### Problems to work on
A) Answer these about the Idealog Weekly newsletter, one line each:
(i) Which printer now has Idealog #6?
(ii) Which studios are The Checks mainly using to record their debut album?
(iii) In what month is the first single from the album due out?
B) Resume the Idealog Weekly newsletter, writing on from its last sentence.

### Reading passage

--- START ---

October 6, 2006
Welcome to Idealog Weekly, the free email newsletter for New Zealand commercial creatives, entrepreneurs and anyone rich with ideas.
In this week’s issue: done and dusted, the Checks by any other name, biological trucks, the human economy, why critics get it wrong and the quote of the week.
Done and dusted
A few minutes ago I signed off the final proofs of Idealog #6 and now it’s in the hands of the printer mavens at Image Centre. Subscribers will get their copies by next weekend and it will be on newsstands nationwide on the following Monday. More on the new issue next week. Is it any good? Well, it’s probably our best yet. Stay tuned.
The Checks by any other name
Checks singer Ed Knowles and drummer Jacob Moore in Blighty
The Checks’ assault on an unsuspecting Britain is well underway. Takapuna’s Finest, who kicked off our Independents’ Day CD in such fine style, are all but finished recording their debut album in London studios, mainly the legendary RAK Studios in St Johns Wood. Our spies tell us they’re also playing tracks from the record live around town under a different name so as not to tip off the UK press, who are itching to see The Checks’ progress since playing on the NME New Music Tour of England ’05, a private showcase for the president of Capitol Records in Hollywood and support tours with Oasis in Australia, REM in New Zealand and The Hives in Tokyo. A band confidante tells us that producer Ian Broudie (The Lightning Seeds, Echo & The Bunnymen, The Zutons, The Coral, The Subways) has been “inspirational”—getting off to an excellent start by bringing his collection of vintage amps and guitars to the recording sessions.
A first single from the album is due for release in January, although the band will make a quick trip home to Enzed for Christmas before heading back to the UK to tour and promote the record.

--- END ---

### Information shown
--- START ---

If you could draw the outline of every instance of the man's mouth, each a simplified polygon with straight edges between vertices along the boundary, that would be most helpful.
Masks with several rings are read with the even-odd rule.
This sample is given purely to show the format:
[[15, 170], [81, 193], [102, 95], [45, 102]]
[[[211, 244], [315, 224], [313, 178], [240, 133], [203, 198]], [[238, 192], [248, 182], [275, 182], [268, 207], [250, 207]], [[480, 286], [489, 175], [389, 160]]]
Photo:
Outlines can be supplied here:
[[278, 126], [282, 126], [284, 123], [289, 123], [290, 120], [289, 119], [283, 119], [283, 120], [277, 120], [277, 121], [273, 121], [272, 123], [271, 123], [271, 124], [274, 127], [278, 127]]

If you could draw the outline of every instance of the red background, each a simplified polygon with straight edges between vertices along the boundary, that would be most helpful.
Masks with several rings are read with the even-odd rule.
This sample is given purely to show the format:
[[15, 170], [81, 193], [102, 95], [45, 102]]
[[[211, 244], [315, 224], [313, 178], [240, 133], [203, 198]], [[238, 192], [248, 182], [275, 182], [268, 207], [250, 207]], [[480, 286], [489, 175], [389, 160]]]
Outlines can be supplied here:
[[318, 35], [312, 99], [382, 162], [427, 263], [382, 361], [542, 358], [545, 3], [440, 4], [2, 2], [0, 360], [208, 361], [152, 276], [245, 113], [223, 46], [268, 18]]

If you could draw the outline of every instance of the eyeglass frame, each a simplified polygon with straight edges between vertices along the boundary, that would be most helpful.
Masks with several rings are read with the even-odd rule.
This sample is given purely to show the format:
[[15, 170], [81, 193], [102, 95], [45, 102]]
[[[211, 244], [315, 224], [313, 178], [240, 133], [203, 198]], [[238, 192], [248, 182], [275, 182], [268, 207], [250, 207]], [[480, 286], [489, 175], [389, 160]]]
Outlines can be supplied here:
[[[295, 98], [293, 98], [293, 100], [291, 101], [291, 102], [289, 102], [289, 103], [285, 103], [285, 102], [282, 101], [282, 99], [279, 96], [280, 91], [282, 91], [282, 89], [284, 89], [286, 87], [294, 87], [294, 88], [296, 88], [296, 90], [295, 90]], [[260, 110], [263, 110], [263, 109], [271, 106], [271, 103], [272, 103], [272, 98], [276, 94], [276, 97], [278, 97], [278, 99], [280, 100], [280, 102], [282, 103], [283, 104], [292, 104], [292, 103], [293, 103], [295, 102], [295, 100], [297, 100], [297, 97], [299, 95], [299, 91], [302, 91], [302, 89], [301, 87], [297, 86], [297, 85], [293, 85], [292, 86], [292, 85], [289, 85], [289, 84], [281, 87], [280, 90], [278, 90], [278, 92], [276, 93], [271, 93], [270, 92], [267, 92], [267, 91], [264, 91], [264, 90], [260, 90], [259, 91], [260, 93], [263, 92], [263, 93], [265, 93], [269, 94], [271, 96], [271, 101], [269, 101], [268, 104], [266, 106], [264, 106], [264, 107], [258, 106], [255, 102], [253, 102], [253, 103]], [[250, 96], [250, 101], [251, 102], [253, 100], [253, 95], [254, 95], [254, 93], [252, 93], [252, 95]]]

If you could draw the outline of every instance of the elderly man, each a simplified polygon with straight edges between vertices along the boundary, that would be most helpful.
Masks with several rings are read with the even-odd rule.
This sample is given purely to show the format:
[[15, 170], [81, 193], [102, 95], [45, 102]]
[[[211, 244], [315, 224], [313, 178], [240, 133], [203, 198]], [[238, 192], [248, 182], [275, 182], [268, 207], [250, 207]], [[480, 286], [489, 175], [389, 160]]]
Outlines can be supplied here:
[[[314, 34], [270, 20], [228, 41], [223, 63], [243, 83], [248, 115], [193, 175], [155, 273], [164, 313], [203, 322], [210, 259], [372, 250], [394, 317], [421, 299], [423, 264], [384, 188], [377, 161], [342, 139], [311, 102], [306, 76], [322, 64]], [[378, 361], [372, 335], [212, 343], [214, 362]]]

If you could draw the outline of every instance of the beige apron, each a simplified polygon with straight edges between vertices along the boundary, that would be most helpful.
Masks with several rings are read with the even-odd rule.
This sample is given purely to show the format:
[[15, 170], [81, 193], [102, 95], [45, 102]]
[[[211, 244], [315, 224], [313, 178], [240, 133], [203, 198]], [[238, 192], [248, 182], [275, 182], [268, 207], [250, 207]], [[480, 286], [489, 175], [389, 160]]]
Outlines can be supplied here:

--- END ---

### Expected outputs
A)
(i) Image Centre
(ii) RAK Studios in St Johns Wood, London
(iii) January

B)
Biological trucks
SUV manufacturers are fond of suggesting their machines can go anywhere, do anything. Today’s air-conditioned, tinted-window, 16-speaker, bucket-seat 4x4 will let you get in touch with nature without ever having to, er, touch it. So we like this ad—not only does it suggest that there are some landscapes that even the gnarliest Queen Street tractor might struggle with, but it has the kind of effects that Hollywood would build a movie around just a few years ago.
The human economy
It’s not easy to sell a product or service if you don’t understand the people you hope to sell it to. Tonight and tomorrow a conference in Auckland will focus on the importance of the arts, education and the humanities in economic development. Transformations ’06 launches with a keynote lecture by Professor Greg Hearn of the Queensland Institute of Technology. Hearn says innovative economies can only flourish in a culture that is constantly innovating. Catch his talk at 5.30 tonight at AUT University. Among the four sessions tomorrow is a 1.30 panel on arts and media in the knowledge society, featuring Idealog co-founder David MacGregor.
Transformations ’06: Working Knowledge
Friday October 6, 5:30pm, and Saturday October 7, all day
WH Building, Wellesley Street Campus, AUT University
Why critics get it wrong
Some critics get Vertigo and some, apparently, just don’t. Next week Associate Professor Laurence Simmons of the University of Auckland’s Department of Film, Television and Media Studies will take a look at how and why critics get things wrong, discussing some of the critics’ misperceptions of Hitchcock’s Vertigo and what it can tells us about the film.
Simmons’ public lecture on Tuesday kicks off the launch of the seventh issue—after seventeen years!—of Interstices: The Journal of Architecture and Related Arts. This issue explores genius and genealogy as common threads within architecture and art, including the first English translation (by Simmons) of Giorgio Agamben’s 2004 essay, Genius.
Interstices launch
10 October, 6pm
NICAI Conference Centre, 22 Symonds St, Auckland
Quote of the week
“The morale of an organisation is not built from the bottom up; it filters from the top down.”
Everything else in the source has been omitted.